• **WORKING DATA**
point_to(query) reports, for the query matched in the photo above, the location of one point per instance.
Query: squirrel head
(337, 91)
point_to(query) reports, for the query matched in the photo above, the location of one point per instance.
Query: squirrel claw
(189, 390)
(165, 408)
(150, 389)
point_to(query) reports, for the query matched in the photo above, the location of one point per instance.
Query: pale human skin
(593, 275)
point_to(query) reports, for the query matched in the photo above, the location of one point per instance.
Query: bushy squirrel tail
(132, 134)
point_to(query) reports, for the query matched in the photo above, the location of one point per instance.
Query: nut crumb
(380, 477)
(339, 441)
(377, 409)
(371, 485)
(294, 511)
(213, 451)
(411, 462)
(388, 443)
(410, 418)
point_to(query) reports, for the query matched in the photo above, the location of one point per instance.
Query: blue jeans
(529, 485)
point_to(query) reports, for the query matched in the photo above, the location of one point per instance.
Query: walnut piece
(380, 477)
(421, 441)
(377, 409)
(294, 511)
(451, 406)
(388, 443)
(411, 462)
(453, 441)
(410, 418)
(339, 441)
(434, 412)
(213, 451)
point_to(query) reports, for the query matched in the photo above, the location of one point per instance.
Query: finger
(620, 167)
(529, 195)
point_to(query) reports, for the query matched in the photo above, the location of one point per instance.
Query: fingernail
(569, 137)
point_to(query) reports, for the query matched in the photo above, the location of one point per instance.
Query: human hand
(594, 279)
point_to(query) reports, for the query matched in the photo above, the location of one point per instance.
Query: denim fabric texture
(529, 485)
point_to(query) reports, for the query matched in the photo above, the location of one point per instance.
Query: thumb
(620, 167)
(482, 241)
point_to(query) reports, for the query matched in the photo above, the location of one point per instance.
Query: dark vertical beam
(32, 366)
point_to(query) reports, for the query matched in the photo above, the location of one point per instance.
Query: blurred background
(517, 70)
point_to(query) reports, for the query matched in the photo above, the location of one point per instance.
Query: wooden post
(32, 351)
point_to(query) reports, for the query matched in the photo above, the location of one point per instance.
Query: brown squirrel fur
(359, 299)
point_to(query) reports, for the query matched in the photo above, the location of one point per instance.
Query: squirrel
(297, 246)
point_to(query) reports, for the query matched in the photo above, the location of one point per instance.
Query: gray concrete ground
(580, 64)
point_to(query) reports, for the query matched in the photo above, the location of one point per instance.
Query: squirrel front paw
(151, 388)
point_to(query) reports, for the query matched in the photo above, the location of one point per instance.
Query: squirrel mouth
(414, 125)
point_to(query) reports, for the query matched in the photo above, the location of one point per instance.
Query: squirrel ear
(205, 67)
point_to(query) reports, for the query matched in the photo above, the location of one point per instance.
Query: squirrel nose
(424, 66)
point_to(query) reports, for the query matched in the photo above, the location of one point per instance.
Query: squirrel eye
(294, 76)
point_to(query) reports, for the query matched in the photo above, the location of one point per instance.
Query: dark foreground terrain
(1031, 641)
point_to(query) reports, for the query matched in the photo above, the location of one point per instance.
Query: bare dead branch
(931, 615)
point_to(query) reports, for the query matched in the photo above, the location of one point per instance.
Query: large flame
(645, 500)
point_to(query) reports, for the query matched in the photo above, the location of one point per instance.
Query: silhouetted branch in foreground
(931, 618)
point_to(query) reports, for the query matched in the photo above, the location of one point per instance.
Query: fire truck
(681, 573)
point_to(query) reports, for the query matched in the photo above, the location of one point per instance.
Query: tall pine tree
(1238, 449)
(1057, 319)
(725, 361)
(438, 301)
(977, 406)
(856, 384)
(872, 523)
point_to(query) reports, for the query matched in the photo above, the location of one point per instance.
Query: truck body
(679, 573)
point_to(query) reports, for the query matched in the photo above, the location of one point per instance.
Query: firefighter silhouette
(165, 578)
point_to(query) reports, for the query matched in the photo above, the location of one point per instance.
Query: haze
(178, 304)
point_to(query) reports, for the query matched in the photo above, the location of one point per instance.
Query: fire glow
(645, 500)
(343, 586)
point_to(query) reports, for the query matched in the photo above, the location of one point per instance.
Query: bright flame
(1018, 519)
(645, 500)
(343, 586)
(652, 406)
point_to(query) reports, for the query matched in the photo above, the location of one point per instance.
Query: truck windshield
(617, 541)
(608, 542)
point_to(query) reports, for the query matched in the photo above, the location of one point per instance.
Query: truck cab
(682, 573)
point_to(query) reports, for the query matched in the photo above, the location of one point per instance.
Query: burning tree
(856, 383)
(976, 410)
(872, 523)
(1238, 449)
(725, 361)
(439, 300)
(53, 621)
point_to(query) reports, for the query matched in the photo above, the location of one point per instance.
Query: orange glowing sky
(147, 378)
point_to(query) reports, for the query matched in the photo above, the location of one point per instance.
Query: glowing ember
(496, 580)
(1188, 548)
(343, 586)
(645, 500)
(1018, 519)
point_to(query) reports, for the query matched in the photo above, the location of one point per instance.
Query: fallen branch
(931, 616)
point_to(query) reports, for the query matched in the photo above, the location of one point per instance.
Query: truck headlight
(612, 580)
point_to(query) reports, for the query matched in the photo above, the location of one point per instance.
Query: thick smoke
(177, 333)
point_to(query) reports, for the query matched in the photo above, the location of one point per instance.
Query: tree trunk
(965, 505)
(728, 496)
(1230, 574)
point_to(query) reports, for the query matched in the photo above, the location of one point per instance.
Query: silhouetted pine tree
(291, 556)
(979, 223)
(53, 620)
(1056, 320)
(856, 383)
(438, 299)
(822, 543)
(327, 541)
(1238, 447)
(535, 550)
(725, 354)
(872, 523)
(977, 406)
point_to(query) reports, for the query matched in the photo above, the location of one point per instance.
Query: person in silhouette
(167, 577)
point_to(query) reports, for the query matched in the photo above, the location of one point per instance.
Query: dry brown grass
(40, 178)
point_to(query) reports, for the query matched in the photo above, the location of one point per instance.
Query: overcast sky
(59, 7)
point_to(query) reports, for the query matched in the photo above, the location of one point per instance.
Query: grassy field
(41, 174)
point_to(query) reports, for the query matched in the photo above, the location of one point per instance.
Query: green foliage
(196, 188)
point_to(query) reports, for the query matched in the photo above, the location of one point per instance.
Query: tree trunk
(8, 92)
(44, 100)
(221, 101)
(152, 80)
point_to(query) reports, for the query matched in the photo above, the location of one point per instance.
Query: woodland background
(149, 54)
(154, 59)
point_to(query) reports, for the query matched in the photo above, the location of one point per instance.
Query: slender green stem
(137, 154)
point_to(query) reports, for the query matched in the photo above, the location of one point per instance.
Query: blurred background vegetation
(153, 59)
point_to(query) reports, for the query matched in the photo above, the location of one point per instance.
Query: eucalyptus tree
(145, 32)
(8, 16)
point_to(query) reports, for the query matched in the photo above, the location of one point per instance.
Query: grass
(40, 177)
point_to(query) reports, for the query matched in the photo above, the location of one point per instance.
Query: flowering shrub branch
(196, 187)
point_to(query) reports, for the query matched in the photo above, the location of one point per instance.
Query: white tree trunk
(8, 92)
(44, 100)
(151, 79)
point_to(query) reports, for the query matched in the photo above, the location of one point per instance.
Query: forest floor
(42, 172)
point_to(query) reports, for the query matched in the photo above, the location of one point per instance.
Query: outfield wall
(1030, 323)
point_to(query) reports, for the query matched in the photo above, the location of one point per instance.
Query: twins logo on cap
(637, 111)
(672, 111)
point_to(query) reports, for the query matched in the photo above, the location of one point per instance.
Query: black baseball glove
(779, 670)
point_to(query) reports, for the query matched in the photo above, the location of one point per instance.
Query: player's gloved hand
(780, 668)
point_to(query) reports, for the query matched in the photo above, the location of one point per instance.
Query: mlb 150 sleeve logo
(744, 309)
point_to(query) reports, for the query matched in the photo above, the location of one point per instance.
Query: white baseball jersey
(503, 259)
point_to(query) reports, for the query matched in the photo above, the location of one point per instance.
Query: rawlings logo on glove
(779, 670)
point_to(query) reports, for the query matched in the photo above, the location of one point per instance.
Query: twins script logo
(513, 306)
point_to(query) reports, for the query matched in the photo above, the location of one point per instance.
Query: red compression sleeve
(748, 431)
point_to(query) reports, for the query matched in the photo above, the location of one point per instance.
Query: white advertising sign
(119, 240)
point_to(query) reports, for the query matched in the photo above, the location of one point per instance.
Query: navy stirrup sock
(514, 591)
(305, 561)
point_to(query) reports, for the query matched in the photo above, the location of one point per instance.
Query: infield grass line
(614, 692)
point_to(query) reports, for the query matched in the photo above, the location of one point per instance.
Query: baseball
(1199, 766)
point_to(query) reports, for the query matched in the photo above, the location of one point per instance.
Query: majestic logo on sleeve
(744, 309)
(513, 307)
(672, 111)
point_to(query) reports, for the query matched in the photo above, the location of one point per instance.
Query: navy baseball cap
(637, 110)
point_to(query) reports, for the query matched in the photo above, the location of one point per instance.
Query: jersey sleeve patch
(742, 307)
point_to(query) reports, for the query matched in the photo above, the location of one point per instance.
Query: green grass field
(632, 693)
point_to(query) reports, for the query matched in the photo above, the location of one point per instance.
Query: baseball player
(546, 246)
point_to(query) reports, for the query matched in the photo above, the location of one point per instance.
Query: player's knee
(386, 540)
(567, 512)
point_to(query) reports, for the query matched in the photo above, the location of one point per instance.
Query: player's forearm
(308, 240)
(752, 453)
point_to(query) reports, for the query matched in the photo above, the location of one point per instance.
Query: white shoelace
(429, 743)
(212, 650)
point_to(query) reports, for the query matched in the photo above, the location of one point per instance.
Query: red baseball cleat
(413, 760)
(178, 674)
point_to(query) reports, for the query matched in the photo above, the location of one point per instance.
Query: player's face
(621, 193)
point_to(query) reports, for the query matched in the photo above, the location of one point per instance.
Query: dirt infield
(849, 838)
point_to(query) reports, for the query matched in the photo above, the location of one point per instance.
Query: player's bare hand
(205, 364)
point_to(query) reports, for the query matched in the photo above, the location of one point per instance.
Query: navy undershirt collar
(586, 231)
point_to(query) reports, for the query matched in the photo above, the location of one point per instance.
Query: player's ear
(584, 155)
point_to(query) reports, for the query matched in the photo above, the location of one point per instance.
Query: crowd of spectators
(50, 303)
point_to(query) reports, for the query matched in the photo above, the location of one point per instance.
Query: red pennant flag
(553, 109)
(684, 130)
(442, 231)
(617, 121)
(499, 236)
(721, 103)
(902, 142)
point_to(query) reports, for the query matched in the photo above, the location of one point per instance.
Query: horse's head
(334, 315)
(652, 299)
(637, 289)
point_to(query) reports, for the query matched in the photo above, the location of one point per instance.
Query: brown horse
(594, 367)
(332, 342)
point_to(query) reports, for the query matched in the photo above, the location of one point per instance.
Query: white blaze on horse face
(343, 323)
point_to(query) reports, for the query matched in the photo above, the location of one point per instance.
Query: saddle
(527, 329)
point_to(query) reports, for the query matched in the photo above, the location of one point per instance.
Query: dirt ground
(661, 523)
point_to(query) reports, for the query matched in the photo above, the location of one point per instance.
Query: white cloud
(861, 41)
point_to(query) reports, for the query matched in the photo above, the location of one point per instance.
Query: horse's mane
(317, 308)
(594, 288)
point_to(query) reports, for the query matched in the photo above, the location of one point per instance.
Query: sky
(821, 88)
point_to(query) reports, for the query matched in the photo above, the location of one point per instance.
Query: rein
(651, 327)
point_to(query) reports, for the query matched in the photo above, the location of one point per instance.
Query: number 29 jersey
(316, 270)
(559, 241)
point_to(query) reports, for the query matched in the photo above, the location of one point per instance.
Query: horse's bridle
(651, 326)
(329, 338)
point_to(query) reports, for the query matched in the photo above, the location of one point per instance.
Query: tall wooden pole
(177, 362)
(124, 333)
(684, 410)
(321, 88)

• **WHAT IS ASKED**
Copy out every line of the data above that contains the word "flame", with matching case.

• **CORRECT RESULT**
Query: large flame
Query: bright flame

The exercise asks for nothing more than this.